_Exercise requirements_. Copy exactly the lines from the one containing "Reviewer check: every instance of the mountain" through the last line of the records, both included, and nothing more.

_Supplied data_.
-----

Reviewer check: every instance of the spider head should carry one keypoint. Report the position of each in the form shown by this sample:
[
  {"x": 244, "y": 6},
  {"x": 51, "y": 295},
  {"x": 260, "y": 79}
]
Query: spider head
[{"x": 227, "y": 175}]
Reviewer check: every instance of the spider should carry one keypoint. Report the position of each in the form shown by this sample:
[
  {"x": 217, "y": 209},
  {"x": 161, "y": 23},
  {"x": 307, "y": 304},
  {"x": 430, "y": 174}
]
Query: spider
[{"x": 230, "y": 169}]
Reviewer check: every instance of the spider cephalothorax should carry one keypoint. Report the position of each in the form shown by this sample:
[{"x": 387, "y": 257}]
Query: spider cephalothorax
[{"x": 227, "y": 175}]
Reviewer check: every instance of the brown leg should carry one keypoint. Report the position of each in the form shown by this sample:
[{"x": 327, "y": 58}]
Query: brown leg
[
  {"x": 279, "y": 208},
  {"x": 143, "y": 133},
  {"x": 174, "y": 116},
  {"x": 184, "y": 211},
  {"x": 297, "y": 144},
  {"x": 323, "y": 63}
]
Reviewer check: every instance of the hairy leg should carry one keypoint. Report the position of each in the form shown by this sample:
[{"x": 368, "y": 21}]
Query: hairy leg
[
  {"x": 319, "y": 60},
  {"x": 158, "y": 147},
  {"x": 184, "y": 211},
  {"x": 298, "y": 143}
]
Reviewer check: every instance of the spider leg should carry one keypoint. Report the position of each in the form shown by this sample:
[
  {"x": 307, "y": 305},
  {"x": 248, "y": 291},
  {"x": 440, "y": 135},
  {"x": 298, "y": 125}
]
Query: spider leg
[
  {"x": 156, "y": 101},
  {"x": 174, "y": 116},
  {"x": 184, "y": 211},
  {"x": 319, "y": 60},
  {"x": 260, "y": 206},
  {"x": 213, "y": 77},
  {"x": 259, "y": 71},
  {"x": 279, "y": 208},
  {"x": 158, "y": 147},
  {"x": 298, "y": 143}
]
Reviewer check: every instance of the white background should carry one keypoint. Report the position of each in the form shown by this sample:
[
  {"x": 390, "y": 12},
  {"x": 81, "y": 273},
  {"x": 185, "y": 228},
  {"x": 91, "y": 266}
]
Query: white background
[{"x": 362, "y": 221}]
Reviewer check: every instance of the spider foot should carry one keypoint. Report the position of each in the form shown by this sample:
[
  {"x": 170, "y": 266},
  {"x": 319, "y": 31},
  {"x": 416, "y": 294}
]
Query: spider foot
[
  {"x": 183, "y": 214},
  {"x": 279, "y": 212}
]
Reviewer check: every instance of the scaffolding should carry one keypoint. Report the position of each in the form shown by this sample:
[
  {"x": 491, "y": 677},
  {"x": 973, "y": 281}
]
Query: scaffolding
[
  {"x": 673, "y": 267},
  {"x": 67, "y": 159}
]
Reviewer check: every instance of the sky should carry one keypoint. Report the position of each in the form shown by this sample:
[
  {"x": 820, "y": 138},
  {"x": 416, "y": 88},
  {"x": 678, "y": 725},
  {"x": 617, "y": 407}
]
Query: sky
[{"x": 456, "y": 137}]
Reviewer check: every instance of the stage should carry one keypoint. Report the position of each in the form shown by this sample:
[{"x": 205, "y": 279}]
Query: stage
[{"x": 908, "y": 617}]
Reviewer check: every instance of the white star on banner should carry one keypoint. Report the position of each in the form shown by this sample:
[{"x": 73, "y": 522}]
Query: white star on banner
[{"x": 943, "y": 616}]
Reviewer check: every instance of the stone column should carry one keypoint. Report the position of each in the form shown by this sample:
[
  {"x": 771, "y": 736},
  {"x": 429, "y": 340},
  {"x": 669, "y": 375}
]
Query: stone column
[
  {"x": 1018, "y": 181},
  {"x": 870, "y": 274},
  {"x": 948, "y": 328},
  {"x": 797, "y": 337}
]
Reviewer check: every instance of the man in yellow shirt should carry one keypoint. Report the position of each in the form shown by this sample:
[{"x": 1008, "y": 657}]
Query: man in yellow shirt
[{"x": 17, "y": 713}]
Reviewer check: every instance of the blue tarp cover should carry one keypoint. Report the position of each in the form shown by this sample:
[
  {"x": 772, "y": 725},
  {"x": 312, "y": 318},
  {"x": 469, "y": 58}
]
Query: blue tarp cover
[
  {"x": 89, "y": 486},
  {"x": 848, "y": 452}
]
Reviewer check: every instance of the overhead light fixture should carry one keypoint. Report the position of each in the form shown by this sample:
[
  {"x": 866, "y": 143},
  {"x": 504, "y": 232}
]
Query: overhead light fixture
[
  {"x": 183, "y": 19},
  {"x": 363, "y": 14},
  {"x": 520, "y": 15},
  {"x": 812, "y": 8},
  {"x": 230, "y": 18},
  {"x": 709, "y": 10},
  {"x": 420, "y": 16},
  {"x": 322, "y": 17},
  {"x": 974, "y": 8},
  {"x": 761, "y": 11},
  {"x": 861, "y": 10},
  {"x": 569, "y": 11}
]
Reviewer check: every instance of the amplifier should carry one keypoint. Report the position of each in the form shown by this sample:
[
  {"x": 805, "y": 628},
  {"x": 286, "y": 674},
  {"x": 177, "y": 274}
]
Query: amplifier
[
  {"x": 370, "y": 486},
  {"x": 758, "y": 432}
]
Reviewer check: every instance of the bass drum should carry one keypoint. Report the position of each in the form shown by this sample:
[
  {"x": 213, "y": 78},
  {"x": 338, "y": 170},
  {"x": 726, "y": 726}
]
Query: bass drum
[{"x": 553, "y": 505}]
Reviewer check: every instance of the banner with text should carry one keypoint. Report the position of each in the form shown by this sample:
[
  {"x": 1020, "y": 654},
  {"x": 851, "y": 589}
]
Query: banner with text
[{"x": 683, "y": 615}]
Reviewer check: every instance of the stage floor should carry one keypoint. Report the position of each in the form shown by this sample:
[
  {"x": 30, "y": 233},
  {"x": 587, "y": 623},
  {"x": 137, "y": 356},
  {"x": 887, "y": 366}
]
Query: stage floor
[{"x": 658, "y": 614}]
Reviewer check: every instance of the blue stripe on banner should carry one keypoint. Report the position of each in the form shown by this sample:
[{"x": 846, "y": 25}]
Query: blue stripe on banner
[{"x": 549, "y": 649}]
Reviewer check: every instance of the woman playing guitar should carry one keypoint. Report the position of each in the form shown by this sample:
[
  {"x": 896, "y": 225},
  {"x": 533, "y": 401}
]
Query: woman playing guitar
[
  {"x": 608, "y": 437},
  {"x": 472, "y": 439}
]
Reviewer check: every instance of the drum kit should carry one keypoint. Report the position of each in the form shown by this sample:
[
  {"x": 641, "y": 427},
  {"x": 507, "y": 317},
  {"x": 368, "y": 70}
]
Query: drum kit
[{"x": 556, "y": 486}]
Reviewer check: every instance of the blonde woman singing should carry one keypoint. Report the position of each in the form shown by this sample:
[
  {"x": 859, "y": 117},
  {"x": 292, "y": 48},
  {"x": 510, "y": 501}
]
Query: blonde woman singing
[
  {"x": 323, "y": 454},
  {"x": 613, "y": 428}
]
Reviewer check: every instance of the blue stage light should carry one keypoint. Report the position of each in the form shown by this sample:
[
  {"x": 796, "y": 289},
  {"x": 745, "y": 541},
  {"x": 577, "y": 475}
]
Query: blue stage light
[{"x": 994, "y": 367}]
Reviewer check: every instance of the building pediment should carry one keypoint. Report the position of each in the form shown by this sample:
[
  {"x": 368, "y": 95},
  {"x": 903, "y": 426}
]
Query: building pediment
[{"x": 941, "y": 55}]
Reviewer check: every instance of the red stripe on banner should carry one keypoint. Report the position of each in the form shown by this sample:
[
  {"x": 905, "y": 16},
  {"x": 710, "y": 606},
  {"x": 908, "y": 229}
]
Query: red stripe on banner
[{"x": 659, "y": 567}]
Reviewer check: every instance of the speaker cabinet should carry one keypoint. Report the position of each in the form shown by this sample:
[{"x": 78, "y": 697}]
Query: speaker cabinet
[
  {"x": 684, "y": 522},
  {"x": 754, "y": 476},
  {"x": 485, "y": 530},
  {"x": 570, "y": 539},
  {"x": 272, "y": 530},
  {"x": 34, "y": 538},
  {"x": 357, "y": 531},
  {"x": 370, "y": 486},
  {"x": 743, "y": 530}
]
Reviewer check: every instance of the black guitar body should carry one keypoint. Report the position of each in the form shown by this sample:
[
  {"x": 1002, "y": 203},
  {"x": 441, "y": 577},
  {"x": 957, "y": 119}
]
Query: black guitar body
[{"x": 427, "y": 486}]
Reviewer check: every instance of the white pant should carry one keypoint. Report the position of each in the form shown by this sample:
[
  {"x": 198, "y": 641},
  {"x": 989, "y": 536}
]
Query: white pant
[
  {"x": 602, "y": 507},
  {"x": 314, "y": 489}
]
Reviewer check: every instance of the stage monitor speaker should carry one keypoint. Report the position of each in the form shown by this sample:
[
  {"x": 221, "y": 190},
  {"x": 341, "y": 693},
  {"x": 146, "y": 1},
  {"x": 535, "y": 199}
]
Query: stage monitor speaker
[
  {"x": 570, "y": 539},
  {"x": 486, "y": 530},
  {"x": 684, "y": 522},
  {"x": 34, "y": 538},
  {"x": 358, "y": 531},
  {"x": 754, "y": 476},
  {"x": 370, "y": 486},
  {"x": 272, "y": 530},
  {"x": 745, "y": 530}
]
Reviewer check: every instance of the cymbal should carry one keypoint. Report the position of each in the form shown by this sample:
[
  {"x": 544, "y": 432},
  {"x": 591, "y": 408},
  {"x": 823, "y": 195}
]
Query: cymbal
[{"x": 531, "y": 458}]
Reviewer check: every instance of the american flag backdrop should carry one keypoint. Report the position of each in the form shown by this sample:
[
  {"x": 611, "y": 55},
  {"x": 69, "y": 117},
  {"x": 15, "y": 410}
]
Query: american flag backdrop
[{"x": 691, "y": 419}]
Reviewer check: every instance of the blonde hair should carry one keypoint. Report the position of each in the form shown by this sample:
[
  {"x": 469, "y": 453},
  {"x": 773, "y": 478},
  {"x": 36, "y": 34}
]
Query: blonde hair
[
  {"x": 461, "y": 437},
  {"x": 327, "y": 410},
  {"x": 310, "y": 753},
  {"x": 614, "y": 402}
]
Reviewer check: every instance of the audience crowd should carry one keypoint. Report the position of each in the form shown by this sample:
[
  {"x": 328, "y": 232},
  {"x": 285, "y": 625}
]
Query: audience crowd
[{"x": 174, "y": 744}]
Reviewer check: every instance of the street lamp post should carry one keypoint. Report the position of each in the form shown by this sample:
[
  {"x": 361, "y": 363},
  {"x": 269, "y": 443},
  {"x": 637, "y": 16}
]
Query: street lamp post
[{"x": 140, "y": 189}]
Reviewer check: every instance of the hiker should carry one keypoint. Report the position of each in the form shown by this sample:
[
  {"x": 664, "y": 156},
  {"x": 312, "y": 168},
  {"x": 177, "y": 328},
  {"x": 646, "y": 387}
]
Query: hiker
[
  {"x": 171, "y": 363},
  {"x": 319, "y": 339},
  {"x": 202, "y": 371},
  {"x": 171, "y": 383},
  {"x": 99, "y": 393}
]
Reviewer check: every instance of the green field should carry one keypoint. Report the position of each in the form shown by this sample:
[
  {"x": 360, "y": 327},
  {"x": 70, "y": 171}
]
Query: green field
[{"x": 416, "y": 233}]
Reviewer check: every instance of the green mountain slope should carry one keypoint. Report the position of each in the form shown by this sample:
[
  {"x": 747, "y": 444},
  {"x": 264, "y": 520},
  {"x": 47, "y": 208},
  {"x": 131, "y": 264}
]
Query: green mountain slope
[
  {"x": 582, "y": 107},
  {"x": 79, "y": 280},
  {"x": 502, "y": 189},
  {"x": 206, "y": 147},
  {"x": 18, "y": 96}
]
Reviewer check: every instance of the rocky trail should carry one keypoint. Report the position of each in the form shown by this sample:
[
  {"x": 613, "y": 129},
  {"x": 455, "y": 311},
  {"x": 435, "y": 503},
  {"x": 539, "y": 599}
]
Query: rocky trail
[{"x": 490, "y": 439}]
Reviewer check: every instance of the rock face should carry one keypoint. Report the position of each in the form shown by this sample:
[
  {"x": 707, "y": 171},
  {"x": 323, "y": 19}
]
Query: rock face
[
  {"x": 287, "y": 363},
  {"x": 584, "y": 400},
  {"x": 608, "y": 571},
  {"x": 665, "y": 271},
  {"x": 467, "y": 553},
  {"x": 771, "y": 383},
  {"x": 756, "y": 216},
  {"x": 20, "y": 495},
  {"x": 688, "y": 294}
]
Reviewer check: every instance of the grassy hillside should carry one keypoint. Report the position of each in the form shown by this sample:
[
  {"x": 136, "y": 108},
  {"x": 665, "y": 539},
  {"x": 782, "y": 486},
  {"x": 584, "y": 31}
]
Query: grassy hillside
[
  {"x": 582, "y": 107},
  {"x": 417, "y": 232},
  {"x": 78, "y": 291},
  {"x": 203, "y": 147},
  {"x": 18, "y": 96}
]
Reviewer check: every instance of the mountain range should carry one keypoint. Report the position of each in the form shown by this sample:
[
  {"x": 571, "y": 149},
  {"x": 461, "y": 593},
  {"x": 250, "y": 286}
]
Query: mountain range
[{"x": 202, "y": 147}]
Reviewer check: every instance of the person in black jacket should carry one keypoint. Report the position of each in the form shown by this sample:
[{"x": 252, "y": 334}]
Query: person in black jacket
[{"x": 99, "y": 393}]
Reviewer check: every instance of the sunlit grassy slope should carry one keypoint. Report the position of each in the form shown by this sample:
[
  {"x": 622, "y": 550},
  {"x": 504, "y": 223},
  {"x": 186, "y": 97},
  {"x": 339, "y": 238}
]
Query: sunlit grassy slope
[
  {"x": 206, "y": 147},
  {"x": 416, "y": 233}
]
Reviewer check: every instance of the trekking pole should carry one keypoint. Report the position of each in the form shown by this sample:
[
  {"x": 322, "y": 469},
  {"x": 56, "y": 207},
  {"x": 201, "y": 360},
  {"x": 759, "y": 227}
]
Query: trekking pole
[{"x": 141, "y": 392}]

-----

_Output_.
Reviewer check: every instance of the mountain range should carry one keypoint. Report the position of each in the form shown by this sample:
[
  {"x": 571, "y": 149},
  {"x": 461, "y": 593},
  {"x": 250, "y": 286}
]
Query: mountain range
[{"x": 202, "y": 147}]
Reviewer check: every instance of the person in black jacket should carry one keypoint. Report the position of each in the form shown by this sample:
[{"x": 252, "y": 334}]
Query: person in black jacket
[{"x": 99, "y": 393}]
Reviewer check: every instance of the sunlit grassy slope should carry one keypoint. Report the position of each in the form shown by this sample:
[
  {"x": 622, "y": 550},
  {"x": 504, "y": 223},
  {"x": 186, "y": 97},
  {"x": 339, "y": 238}
]
Query: sunlit grassy slope
[
  {"x": 206, "y": 147},
  {"x": 416, "y": 233}
]
Reviewer check: every instance of the trekking pole should carry one keypoint. Report the position of each in the form shown by this sample:
[
  {"x": 322, "y": 469},
  {"x": 56, "y": 207},
  {"x": 201, "y": 360},
  {"x": 759, "y": 227}
]
Query: trekking pole
[{"x": 141, "y": 392}]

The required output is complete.